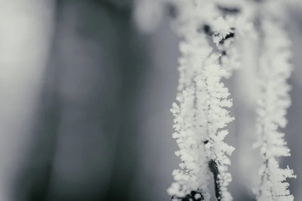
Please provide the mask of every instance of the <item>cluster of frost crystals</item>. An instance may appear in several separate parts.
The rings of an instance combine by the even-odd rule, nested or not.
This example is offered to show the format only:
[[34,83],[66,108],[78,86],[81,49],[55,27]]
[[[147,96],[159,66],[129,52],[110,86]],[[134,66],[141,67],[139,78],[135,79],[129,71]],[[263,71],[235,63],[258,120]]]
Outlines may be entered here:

_INSTRUCTIONS FOR THE TASK_. Quote in full the listing given above; the images are to be left out.

_REPLY TO THE EXERCISE_.
Please provide the mask of every instance of the <item>cluster of frost crystals</item>. An instance may appear in several separate parts.
The rings of an instance combine by the even-odd rule, nested or not.
This example is offered to show the format only:
[[34,83],[66,108],[78,86],[81,49],[55,27]]
[[[147,96],[159,66],[129,52],[110,86]],[[134,66],[141,67],[139,78],[135,79],[129,71]],[[263,71],[235,63],[258,120]]]
Outlines may be entered here:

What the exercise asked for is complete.